---------- Fragmento de página ----------

La pregunta clave es si la dieta, o algunos de sus componentes, pueden prevenir o retrasar el deterioro cognitivo. Y por supuesto, determinar si es factible algún tipo de intervención en este sentido. Dado que la diabetes y la obesidad, así como los índices anormales de colesterol, hipertensión y homocisteína se han identificado como factores de riesgo en la enfermedad de Alzheimer, su control supondría ya un gran «paso adelante», asegura Andrieu. También lo serían medidas tendentes a frenar el estrés oxidativo o la presencia de determinados minerales en la dieta.
En 2005 se publicó la primera lista que sugiere que determinados metales pueden comprometer el estado neuronal y, con él, las funciones cognitivas. El exceso de aluminio, zinc, cobre y hierro es el responsable de los cambios de conformación de la proteína beta-amiloide. Estos cambios, junto con la acumulación de proteína tau llevan a la muerte neuronal característica de la enfermedad de Alzheimer.
Las grasas saturadas y el colesterol «malo» son otros de los factores asociados a la enfermedad. Por el contrario, diversos estudios sugieren que la ingesta de ácido de omega 6 en la dieta actúa como factor protector.
«La no actuación», señala Andrieu, «podría llevarnos a un escenario impredecible en unos años debido al incremento de factores de riesgo conocidos». Y lo que se puede hacer, en su opinión, es establecer programas de intervención en los que se sumen «múltiples acciones». Entre ellos, un programa nutricional adecuado, el desarrollo de actividad física regular, el mantenimiento de actividades cognitivas y sociales en el adulto mayor y en la vejez, y reducir el impacto de factores de riesgo.
En la era de los alimentos funcionales es comprensible que la industria alimentaria se interrogue acerca de los beneficios potenciales de determinados compuestos para prevenir la aparición de una patología concreta. Se viene haciendo desde hace años con resultados diversos en el control de colesterol o de glicemia y se apunta ahora como nueva tendencia en alteraciones cognitivas o patologías como la esclerosis múltiple o la enfermedad de Alzheimer. El problema es determinar qué compuesto es el ideal y abrir un debate sobre la conveniencia de aportarlo mediante la dieta o a través de alimentos enriquecidos.

---------- Entradas enumeradas ----------

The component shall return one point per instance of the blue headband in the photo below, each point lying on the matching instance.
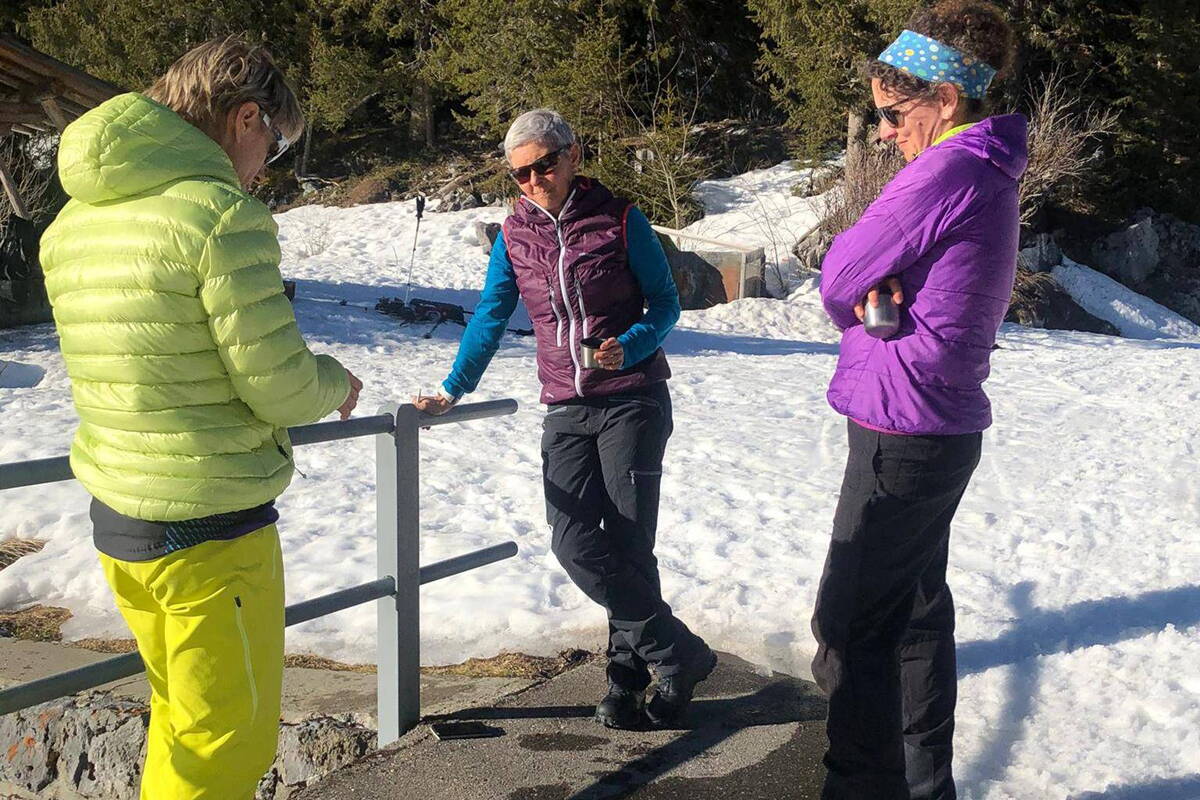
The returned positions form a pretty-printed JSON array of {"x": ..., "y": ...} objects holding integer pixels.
[{"x": 936, "y": 62}]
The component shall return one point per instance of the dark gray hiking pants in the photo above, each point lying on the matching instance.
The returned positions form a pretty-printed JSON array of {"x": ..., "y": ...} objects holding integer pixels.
[{"x": 601, "y": 469}]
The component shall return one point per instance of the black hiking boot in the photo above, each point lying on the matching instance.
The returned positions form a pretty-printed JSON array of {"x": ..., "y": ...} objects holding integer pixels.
[
  {"x": 673, "y": 692},
  {"x": 622, "y": 708}
]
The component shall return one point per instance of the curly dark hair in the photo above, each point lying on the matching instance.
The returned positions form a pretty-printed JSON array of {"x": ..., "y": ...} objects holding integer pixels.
[{"x": 972, "y": 26}]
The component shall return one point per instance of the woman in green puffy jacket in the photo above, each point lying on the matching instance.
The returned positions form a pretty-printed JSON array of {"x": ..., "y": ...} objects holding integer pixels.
[{"x": 186, "y": 368}]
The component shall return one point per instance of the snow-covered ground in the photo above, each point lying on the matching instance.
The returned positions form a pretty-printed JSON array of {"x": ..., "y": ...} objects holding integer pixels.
[{"x": 1075, "y": 558}]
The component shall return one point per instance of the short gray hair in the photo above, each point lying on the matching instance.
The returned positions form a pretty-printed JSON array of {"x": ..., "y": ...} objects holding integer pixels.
[{"x": 541, "y": 125}]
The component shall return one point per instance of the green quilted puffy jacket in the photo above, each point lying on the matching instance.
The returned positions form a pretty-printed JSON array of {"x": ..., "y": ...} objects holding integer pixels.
[{"x": 185, "y": 360}]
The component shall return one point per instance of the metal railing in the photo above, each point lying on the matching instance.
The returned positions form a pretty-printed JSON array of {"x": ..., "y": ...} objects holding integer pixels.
[{"x": 396, "y": 429}]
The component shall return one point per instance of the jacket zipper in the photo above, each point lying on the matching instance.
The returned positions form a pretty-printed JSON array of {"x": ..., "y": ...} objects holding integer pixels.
[
  {"x": 562, "y": 288},
  {"x": 583, "y": 313},
  {"x": 558, "y": 318},
  {"x": 245, "y": 650},
  {"x": 286, "y": 456}
]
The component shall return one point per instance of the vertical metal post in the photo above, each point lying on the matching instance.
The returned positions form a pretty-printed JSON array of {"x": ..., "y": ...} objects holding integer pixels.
[{"x": 397, "y": 492}]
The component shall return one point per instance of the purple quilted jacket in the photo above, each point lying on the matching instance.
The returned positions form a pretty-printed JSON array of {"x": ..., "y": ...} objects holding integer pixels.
[
  {"x": 575, "y": 280},
  {"x": 948, "y": 226}
]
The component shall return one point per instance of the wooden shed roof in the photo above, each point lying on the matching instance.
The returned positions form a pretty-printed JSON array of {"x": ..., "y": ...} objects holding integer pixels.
[{"x": 40, "y": 94}]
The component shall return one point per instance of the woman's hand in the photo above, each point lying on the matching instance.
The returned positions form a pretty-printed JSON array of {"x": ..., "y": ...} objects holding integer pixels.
[
  {"x": 873, "y": 296},
  {"x": 611, "y": 355},
  {"x": 435, "y": 404},
  {"x": 352, "y": 398}
]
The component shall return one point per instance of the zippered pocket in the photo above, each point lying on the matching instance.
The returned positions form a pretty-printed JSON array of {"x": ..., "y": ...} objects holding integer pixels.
[
  {"x": 634, "y": 474},
  {"x": 245, "y": 650}
]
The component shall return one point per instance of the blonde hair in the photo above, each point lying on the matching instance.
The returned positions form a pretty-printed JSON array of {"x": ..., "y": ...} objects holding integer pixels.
[{"x": 221, "y": 74}]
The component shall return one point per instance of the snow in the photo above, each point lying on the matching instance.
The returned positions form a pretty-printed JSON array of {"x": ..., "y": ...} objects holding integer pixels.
[
  {"x": 1133, "y": 314},
  {"x": 1074, "y": 558}
]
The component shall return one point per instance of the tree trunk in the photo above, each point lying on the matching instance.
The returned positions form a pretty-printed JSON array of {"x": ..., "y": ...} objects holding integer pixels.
[
  {"x": 856, "y": 140},
  {"x": 303, "y": 164}
]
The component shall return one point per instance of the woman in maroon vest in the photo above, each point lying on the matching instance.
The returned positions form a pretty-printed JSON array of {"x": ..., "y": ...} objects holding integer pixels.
[{"x": 588, "y": 265}]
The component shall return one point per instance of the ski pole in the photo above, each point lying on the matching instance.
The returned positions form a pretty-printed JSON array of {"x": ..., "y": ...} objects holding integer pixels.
[{"x": 420, "y": 210}]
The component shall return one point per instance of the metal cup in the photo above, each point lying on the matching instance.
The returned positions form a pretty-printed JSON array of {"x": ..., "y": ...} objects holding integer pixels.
[
  {"x": 589, "y": 347},
  {"x": 882, "y": 320}
]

----------

Tarea a realizar:
Indique si cada afirmación concuerda con el fragmento sobre la dieta y el deterioro cognitivo. Responda sí o no y cite literalmente las palabras del fragmento que lo deciden.
(a) En 2005 se publicó la primera lista que vincula ciertos metales con el estado neuronal.
(b) Según Andrieu, basta con un programa nutricional como única intervención.
(c) El exceso de plomo es responsable de los cambios de conformación de la proteína beta-amiloide.

Su solución:
(a) Sí: «En 2005 se publicó la primera lista que sugiere que determinados metales pueden comprometer el estado neuronal».
(b) No: «establecer programas de intervención en los que se sumen «múltiples acciones»».
(c) No: «El exceso de aluminio, zinc, cobre y hierro es el responsable de los cambios de conformación de la proteína beta-amiloide».